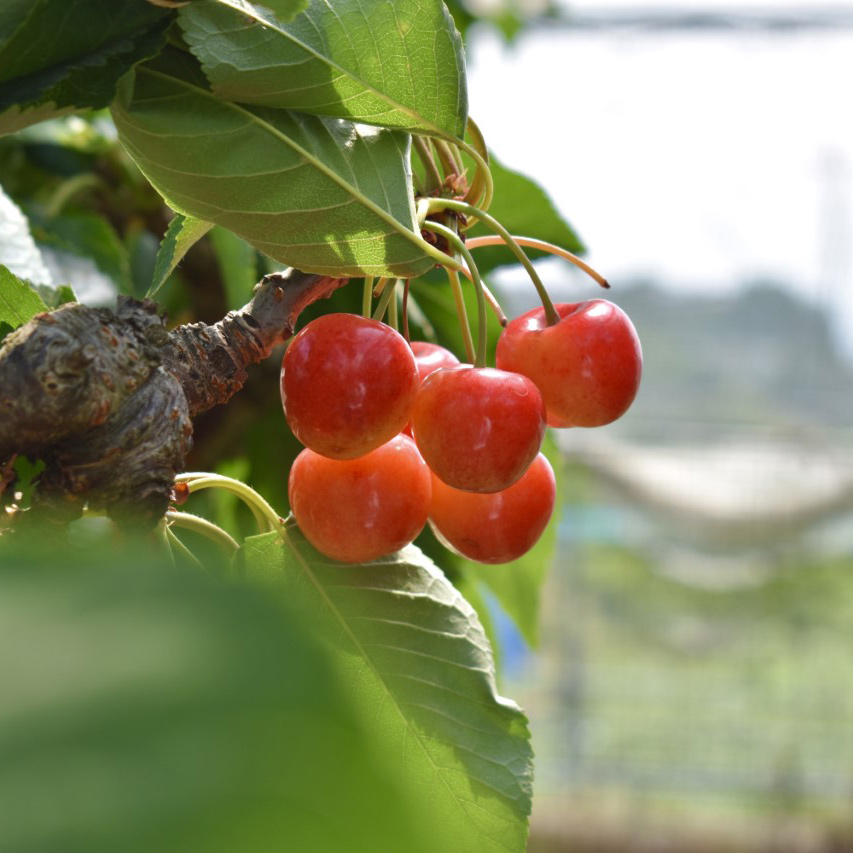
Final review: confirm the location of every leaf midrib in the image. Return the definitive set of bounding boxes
[280,525,509,849]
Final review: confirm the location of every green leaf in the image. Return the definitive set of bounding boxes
[0,265,48,329]
[0,182,51,284]
[147,213,213,297]
[210,228,259,310]
[244,525,532,853]
[468,157,586,272]
[33,212,131,294]
[112,51,434,277]
[0,536,433,853]
[179,0,468,137]
[0,0,170,135]
[461,434,563,648]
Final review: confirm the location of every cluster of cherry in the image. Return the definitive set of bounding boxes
[281,299,642,563]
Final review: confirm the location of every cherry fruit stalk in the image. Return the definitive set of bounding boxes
[287,435,432,563]
[496,299,643,427]
[281,314,420,459]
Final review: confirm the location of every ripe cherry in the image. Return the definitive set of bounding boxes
[287,435,432,563]
[412,341,459,382]
[403,341,459,435]
[495,299,643,427]
[281,314,420,459]
[412,365,545,492]
[430,453,556,563]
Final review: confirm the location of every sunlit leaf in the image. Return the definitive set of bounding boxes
[112,51,434,276]
[179,0,468,136]
[0,182,52,284]
[244,525,531,853]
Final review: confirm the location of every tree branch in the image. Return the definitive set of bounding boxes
[0,270,347,530]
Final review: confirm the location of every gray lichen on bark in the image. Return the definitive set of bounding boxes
[0,270,346,529]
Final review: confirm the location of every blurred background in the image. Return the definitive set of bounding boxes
[467,0,853,853]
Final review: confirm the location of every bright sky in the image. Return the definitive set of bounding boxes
[469,10,853,353]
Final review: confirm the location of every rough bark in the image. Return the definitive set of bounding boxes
[0,270,346,529]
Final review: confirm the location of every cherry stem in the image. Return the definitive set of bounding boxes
[373,278,397,321]
[432,139,462,178]
[447,270,476,364]
[403,279,412,343]
[175,472,280,533]
[163,524,204,571]
[467,235,610,288]
[429,199,560,326]
[457,116,495,210]
[424,219,486,367]
[412,135,441,194]
[388,278,400,332]
[452,262,509,328]
[166,509,240,554]
[361,275,373,317]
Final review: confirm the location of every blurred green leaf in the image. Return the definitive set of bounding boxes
[148,213,213,296]
[179,0,468,137]
[33,212,132,294]
[0,541,434,853]
[468,151,585,272]
[244,525,532,853]
[0,181,52,284]
[0,0,170,135]
[112,51,433,276]
[0,265,48,329]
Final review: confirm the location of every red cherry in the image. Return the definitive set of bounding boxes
[495,299,643,427]
[412,341,459,382]
[430,453,556,563]
[412,365,545,492]
[287,435,432,563]
[403,341,459,435]
[281,314,419,459]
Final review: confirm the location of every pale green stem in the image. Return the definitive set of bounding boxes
[456,116,495,210]
[447,270,476,364]
[388,278,400,332]
[432,139,462,178]
[430,198,560,326]
[175,473,279,533]
[166,509,240,553]
[465,234,610,288]
[424,219,486,367]
[361,275,373,317]
[412,134,441,194]
[373,282,397,320]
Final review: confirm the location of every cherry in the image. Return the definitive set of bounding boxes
[430,453,556,563]
[495,299,643,427]
[403,341,459,435]
[412,365,545,492]
[281,314,420,459]
[287,435,432,563]
[412,341,459,382]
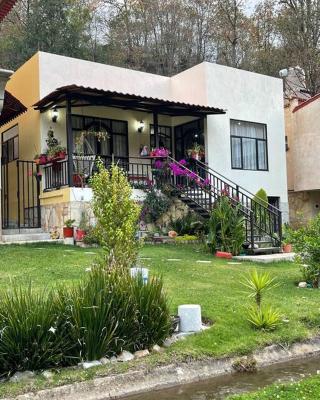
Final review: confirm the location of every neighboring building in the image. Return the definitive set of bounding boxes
[0,52,288,250]
[285,94,320,225]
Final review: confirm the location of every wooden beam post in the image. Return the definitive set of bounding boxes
[153,112,159,147]
[66,97,73,187]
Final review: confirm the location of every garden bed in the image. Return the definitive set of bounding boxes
[0,244,320,396]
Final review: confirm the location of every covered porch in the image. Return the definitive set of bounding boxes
[35,85,225,192]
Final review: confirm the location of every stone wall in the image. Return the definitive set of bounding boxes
[289,191,320,227]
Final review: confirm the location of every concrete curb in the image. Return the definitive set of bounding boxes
[4,336,320,400]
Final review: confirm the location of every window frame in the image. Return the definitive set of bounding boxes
[1,124,19,165]
[149,124,173,153]
[71,113,130,159]
[230,119,269,172]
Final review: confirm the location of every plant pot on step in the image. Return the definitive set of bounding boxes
[76,228,86,242]
[216,251,232,260]
[282,243,292,253]
[63,226,74,238]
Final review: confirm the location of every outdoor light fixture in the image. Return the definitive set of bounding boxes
[51,107,59,122]
[138,120,144,133]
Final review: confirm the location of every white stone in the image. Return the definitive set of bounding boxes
[130,267,149,283]
[63,238,74,246]
[81,361,102,369]
[134,350,150,358]
[10,371,35,382]
[152,344,163,353]
[42,371,54,379]
[117,350,134,362]
[99,357,111,365]
[178,304,202,332]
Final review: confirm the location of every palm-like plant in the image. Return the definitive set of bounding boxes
[242,269,278,308]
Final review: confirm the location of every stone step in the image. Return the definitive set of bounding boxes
[2,232,52,243]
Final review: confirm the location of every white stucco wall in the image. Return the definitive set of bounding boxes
[173,62,288,217]
[39,53,288,217]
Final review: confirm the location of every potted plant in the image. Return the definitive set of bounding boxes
[282,224,292,253]
[63,219,75,238]
[187,143,204,160]
[76,211,89,242]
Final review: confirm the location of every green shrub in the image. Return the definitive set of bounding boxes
[0,266,171,376]
[141,187,172,222]
[133,277,171,350]
[91,162,140,268]
[0,286,75,376]
[248,306,281,331]
[209,195,245,255]
[290,214,320,287]
[243,269,277,307]
[169,212,206,236]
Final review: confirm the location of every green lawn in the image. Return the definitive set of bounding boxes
[229,376,320,400]
[0,244,320,358]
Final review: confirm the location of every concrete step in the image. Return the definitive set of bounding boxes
[2,232,52,243]
[2,228,44,235]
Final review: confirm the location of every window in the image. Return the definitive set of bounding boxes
[230,120,268,171]
[72,115,128,158]
[2,125,19,164]
[150,125,172,152]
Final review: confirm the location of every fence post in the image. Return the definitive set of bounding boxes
[250,210,254,252]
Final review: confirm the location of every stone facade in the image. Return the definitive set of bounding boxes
[289,191,320,228]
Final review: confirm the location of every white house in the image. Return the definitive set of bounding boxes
[1,52,288,248]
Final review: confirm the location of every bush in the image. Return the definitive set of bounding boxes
[0,286,75,376]
[141,187,171,222]
[209,195,245,255]
[248,306,281,331]
[91,162,140,268]
[0,267,171,376]
[290,214,320,287]
[169,212,206,236]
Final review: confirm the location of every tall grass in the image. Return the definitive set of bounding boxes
[0,267,170,376]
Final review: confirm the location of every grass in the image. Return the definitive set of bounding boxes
[228,376,320,400]
[0,244,320,396]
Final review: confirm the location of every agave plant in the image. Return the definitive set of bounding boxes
[248,306,281,331]
[242,269,278,307]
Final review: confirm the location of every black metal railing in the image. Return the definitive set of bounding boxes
[43,154,154,191]
[167,157,282,249]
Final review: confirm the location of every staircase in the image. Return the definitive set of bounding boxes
[2,228,52,244]
[165,157,282,254]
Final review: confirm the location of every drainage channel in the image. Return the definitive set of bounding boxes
[125,355,320,400]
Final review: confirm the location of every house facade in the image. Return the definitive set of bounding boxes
[285,95,320,226]
[0,52,288,248]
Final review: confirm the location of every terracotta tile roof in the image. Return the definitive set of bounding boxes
[292,93,320,113]
[0,0,17,22]
[0,91,27,126]
[34,85,225,116]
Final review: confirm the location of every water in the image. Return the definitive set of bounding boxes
[126,356,320,400]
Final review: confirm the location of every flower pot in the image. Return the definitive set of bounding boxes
[39,154,48,165]
[63,226,73,238]
[76,228,86,242]
[216,251,232,260]
[282,243,292,253]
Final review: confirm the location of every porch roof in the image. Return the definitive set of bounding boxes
[34,85,225,117]
[0,90,27,126]
[0,0,17,22]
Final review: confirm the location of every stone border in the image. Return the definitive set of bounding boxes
[3,336,320,400]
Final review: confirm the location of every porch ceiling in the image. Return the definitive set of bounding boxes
[34,85,225,117]
[0,91,27,126]
[0,0,17,22]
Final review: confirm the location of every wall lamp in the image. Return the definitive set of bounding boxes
[51,107,59,122]
[138,120,144,133]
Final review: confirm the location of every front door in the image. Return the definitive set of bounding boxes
[174,119,204,160]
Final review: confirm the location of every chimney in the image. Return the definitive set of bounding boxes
[279,66,311,101]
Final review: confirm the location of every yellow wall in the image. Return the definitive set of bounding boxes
[0,54,40,222]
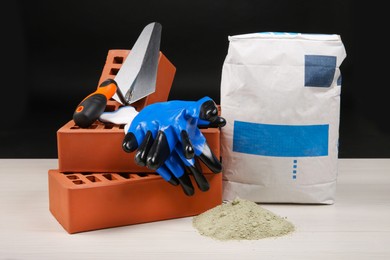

☆ ☆ ☆ ☆ ☆

**SET PROBLEM**: Return the stretch of entries from the line containing "Final review: confirm the location of every cherry fruit" through the line containing "[469,10,853,353]", both included, with every line copied word for word.

**ANSWER TO THIS PROBLEM**:
Final review: confirm the location of every cherry fruit stalk in the image. Return the definitive set of bounding boxes
[287,435,432,563]
[496,299,643,427]
[281,314,420,459]
Final review: confirm the location of every ripe cherry in the image. Return the definitive set of bounding boxes
[287,435,432,563]
[412,341,459,382]
[403,341,459,435]
[495,299,643,427]
[281,314,420,459]
[412,365,545,492]
[430,453,556,563]
Final review: confirm the location of every sunlit leaf in the image. Return the definitive set of bounding boxes
[112,51,434,276]
[179,0,468,136]
[0,182,52,284]
[244,525,531,853]
Final review: confirm the location of every tree branch in the image. Return the definitive set of bounding boxes
[0,270,347,530]
Final review: confirm the location of every gray lichen on bark in the image. Return the definitive set of bounding boxes
[0,270,346,529]
Final review: confirm the location of every blurred background in the image. Return the definitive set of bounding boxes
[467,0,853,853]
Final review: confirm the location of every bright sky in the image. Return the definitive set of bounding boxes
[469,10,853,353]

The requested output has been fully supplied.